== Extracted text
The Puritans had formula for examining their children, everone really, for signs of faith. To some extent this seems a wise practice to avoid presumption. (I've reared my own children with a practice from this era, warning them they cannot be sure they'll live another moment, day, week or year -- that they could be making an accounting before God at any time.) 

It's possible that odd quotes from covenant theologians may be addressing the faulty notion of an age of innocence. This theology became part of the Friends, Mennonites, and others related to the Anabaptists. 

(Many modern protestants adopt this view without thinking. It is likely present in most main-line churches.)

This distinctive cuts off the foundation of saving faith, for if one were to be born in innocence, why couldn't one continue? What's the need of a savior?

Contrast that to the notion that each one of us is born in sin but as part of Christian homes and churches, are given every advantage in coming to faith through being present in the church, the teaching of the word, prayer, and discipline. 

No where in the OT, the early church, or the age of reformation do you see children excluded until they show some proof they should be included. Non-believing adults, certainly, our children? Never.

Reactions: Like 2


----------



## RamistThomist (Mar 23, 2019)

I know of some neo-Puritans who would forbid their children to say the Lord's Prayer, for what right did these vipers have to call God their Father?


----------



## ZackF (Mar 23, 2019)

BayouHuguenot said:


> I know of some neo-Puritans who would forbid their children to say the Lord's Prayer, for what right did these vipers have to call God their Father?


Who were the ‘neo’ Puritans?


----------



## RamistThomist (Mar 23, 2019)

ZackF said:


> Who were the ‘neo’ Puritans?
====
== Records
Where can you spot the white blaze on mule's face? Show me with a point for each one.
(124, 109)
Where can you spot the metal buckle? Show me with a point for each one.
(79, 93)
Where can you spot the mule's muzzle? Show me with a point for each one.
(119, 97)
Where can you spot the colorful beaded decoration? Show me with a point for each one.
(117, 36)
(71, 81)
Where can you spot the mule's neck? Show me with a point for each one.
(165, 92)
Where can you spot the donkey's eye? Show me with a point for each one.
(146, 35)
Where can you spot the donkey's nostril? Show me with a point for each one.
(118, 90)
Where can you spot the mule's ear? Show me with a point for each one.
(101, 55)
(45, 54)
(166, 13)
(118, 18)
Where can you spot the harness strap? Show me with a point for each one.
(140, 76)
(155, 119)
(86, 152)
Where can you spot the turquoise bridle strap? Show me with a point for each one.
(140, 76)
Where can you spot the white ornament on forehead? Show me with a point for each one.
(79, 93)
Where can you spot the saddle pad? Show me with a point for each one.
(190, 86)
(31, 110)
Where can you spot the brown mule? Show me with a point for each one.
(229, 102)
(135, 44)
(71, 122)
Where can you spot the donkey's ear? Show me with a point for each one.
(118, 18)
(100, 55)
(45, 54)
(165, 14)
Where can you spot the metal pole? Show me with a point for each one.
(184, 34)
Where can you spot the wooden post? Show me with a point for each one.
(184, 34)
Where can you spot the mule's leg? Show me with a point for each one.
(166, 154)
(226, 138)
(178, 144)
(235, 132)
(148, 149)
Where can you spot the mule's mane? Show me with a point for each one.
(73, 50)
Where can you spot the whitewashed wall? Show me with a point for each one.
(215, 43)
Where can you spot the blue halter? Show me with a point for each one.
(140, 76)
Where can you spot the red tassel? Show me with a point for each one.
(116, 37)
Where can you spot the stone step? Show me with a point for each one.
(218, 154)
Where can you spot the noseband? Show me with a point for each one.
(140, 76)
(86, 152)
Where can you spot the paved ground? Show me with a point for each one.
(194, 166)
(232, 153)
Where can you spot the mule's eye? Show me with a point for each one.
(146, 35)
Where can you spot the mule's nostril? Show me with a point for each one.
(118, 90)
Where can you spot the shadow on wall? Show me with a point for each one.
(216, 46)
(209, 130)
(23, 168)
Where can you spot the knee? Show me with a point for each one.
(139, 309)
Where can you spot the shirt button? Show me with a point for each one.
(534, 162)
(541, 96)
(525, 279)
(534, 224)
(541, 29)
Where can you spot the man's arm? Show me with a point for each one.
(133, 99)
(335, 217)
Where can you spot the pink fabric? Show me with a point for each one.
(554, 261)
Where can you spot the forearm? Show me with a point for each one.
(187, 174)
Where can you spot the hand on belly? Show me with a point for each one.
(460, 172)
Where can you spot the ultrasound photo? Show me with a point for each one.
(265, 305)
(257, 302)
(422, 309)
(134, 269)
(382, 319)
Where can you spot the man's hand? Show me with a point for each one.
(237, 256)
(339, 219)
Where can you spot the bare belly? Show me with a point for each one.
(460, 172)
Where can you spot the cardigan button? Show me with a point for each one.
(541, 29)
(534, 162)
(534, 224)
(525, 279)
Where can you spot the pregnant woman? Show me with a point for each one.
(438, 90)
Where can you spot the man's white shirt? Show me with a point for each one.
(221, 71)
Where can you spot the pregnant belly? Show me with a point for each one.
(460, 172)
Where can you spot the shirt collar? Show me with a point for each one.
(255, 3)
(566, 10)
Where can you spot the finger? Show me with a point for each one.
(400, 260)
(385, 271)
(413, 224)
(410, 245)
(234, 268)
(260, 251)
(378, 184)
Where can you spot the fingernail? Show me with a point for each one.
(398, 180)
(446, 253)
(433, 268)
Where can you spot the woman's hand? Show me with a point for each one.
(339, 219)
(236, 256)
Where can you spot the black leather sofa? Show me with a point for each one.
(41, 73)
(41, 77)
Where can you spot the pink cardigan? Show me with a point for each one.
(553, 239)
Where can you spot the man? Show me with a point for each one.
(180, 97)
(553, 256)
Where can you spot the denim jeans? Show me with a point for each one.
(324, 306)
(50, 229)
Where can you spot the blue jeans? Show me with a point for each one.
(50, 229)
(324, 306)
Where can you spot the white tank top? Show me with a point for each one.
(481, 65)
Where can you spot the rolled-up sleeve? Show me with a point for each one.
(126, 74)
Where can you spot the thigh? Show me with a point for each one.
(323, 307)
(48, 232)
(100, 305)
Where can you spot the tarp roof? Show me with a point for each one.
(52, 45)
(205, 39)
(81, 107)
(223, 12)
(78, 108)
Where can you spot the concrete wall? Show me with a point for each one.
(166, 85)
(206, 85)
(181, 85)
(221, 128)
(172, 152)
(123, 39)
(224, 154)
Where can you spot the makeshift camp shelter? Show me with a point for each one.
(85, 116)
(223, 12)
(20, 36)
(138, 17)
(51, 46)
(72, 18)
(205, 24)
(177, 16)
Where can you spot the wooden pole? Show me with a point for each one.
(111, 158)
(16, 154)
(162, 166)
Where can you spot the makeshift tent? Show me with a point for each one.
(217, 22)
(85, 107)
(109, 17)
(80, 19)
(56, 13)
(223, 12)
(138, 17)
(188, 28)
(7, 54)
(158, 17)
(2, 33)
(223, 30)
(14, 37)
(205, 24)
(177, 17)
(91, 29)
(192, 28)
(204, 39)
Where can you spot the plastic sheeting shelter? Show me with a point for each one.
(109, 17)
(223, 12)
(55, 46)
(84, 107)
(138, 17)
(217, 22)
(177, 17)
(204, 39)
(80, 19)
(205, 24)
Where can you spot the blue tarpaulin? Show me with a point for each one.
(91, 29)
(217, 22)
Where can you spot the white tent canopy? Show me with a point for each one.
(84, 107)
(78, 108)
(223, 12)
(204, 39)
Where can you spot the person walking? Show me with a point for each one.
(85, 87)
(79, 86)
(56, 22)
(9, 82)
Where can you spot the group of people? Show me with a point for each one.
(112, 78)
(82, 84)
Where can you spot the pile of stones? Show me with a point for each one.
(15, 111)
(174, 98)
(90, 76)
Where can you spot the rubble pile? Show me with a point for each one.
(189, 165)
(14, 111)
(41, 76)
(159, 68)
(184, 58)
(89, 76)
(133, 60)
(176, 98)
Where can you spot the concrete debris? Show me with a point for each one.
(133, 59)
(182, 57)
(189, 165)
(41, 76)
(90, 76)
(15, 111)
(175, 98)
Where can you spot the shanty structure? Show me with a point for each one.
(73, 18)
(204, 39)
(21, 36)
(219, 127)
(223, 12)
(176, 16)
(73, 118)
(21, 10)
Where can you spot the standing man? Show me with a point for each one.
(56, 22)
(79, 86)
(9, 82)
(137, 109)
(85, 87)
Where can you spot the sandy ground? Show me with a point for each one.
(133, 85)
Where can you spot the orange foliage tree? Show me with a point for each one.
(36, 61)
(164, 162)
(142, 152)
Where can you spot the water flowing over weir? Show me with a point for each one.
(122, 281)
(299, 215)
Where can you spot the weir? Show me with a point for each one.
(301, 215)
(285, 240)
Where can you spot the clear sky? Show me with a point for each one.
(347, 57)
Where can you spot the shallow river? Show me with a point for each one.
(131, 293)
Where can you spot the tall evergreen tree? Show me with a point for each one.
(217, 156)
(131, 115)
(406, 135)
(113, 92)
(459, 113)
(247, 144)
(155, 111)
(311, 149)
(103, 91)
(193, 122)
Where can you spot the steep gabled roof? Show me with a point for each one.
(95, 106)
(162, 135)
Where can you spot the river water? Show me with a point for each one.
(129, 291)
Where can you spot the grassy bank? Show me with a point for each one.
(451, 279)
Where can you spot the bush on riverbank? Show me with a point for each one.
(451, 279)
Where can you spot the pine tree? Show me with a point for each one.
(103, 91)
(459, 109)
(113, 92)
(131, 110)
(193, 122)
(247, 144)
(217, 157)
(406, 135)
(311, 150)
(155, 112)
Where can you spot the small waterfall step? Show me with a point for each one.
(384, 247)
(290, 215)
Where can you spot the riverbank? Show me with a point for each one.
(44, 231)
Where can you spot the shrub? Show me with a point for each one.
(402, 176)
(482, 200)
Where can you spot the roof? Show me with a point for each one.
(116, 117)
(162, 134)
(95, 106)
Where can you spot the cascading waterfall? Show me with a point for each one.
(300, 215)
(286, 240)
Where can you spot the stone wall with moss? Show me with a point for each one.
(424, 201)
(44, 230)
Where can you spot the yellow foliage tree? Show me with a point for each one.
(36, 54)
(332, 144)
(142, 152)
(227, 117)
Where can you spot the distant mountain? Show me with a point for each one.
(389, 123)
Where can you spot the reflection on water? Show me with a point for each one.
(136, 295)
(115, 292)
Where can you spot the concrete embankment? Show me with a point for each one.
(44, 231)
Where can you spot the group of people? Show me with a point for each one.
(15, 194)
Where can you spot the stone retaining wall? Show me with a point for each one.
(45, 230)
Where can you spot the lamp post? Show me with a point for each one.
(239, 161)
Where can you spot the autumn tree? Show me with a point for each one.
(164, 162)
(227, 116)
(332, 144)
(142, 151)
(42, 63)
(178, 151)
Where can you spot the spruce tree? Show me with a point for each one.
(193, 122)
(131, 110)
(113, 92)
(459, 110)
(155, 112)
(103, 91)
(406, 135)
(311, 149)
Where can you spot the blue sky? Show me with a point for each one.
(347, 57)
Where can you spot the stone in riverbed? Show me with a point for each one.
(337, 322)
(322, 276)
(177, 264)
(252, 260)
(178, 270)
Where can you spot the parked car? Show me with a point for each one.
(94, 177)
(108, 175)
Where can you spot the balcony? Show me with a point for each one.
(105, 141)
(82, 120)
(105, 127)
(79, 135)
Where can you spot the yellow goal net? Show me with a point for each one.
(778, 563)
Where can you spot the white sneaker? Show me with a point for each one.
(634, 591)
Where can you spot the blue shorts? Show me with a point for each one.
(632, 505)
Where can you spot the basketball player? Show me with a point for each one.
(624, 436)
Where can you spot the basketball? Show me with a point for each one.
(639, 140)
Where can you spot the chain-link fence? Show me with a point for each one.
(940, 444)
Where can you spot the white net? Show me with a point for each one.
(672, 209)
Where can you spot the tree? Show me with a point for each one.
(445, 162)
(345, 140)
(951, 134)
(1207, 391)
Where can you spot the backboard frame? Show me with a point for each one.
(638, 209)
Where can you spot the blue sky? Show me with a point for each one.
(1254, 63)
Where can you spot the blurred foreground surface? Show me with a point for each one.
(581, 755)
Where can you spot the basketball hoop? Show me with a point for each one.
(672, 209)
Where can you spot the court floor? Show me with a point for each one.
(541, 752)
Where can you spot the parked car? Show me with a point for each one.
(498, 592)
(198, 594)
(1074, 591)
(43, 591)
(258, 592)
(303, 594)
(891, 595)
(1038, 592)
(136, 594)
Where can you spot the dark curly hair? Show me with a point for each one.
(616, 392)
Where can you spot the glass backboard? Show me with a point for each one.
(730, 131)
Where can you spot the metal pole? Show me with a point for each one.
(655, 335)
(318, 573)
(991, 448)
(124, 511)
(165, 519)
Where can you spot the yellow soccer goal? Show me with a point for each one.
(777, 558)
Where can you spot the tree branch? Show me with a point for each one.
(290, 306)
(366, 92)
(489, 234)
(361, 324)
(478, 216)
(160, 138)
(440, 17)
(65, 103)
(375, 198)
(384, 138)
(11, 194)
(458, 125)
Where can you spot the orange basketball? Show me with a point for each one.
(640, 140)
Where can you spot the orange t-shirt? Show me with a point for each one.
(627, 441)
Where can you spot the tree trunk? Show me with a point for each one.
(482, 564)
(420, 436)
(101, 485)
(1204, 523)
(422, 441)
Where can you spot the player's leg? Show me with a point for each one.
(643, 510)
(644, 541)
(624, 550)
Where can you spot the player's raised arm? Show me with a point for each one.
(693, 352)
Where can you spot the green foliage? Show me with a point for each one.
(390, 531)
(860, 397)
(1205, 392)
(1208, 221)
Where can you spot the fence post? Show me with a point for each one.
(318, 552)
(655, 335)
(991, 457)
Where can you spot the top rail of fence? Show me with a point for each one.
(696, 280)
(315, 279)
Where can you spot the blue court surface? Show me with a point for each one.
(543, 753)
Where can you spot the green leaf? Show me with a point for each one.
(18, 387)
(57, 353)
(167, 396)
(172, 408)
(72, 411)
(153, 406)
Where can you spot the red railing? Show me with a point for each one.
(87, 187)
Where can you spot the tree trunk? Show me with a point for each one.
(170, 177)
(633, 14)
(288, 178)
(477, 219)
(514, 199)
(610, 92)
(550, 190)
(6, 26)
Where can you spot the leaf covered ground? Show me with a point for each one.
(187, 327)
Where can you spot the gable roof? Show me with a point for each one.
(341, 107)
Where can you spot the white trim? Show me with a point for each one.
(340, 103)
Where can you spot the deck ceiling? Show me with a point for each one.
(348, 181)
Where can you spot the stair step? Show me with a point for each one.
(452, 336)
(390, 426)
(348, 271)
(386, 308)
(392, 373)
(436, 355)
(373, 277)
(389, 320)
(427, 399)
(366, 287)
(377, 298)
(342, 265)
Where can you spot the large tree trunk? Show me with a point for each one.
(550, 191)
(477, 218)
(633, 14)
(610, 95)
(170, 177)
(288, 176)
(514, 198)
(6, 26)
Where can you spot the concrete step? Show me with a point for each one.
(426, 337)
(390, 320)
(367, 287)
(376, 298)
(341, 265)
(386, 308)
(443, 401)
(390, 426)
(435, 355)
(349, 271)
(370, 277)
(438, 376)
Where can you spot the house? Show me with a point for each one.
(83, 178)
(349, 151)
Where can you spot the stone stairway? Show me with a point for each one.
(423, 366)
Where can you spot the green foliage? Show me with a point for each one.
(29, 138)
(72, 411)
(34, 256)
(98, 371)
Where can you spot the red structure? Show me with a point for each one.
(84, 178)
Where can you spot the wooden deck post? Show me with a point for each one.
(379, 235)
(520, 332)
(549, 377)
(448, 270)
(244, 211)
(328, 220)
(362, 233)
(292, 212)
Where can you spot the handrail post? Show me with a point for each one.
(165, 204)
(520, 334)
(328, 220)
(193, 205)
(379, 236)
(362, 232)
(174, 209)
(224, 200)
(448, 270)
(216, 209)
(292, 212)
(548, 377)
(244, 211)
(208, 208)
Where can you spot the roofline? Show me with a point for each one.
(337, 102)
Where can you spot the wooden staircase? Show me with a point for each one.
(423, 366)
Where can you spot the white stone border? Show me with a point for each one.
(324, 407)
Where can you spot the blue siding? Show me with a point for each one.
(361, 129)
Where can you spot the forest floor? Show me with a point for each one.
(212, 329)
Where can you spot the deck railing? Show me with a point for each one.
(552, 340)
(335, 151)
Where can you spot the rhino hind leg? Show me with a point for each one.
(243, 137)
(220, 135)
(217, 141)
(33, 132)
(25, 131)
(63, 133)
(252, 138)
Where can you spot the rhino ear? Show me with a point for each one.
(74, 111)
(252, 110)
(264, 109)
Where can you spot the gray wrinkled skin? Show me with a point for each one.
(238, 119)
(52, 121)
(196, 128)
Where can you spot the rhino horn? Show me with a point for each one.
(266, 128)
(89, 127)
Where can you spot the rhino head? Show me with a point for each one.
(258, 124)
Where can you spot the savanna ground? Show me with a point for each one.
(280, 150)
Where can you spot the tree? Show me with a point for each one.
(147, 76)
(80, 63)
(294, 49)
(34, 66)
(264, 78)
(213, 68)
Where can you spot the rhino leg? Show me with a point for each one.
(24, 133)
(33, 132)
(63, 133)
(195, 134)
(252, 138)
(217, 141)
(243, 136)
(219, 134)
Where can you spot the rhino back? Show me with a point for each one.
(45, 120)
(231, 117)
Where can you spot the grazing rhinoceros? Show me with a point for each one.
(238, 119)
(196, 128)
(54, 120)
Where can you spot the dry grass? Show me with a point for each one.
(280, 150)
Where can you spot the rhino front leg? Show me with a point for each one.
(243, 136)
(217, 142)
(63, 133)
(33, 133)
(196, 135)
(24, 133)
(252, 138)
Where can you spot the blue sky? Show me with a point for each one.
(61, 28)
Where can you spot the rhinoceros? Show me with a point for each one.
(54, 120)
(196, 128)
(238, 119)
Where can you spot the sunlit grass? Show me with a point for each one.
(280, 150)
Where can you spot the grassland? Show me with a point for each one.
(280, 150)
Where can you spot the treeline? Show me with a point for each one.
====
**Work instructions**
a: Reproduce, with no changes, everything in the thread on Puritans and children from "This distinctive cuts" down to "of a savior?".
b: In the thread on Puritans and children, which groups does the writer say took up the theology of an age of innocence?

**Task results**
a:
This distinctive cuts off the foundation of saving faith, for if one were to be born in innocence, why couldn't one continue? What's the need of a savior?

b: The Friends, Mennonites, and others related to the Anabaptists.